*Supplied material*:
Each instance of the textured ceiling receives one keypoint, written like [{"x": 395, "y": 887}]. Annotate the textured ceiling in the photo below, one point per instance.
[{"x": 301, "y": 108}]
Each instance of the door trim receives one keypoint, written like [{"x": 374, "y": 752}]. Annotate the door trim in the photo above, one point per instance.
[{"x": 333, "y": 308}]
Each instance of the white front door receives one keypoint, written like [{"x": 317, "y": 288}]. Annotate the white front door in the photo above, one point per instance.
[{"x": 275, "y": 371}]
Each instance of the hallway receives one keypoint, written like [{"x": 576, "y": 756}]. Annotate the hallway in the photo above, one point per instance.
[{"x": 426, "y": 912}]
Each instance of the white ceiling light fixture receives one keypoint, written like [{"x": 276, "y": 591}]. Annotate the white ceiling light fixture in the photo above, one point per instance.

*Exercise instructions*: Word for word, copy all of the listing above.

*Response for this exercise*:
Each instance of the textured ceiling receives one keypoint, written like [{"x": 395, "y": 887}]. Annotate the textured ceiling in the photo below, one point per instance.
[{"x": 301, "y": 108}]
Each instance of the door trim receives one keypoint, written like [{"x": 374, "y": 752}]. Annotate the door trim in the photo above, one point per instance.
[{"x": 333, "y": 308}]
Each instance of the white front door receives one keypoint, written like [{"x": 317, "y": 288}]. Annotate the white front door in the photo above, one point per instance.
[{"x": 275, "y": 371}]
Each instance of the hallway receives one keypoint, written like [{"x": 576, "y": 756}]. Annotate the hallway in the photo above, one point per instance.
[{"x": 426, "y": 912}]
Each instance of the white ceiling light fixture receives one keypoint, written like [{"x": 276, "y": 591}]. Annotate the white ceiling light fixture in the photo above, one point per instance.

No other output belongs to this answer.